Items from a data source:
★ ★ ★ ★ ★
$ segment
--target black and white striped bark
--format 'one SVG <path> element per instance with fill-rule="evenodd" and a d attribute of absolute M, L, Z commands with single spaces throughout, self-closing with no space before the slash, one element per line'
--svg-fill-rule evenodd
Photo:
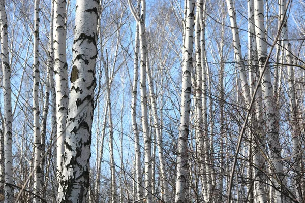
★ ★ ★ ★ ★
* **GIVEN TASK**: Copy every line of the rows above word for word, but omit the pictures from your answer.

* **ANSWER TO THE PROBLEM**:
$ segment
--target black and white striped bark
--format 'one SVG <path> element per instance with fill-rule="evenodd" and a d attribute of absolute M, L, Z commands with single spaces throughout, self-closing with no space before the slash, one element per line'
--svg-fill-rule evenodd
Photo:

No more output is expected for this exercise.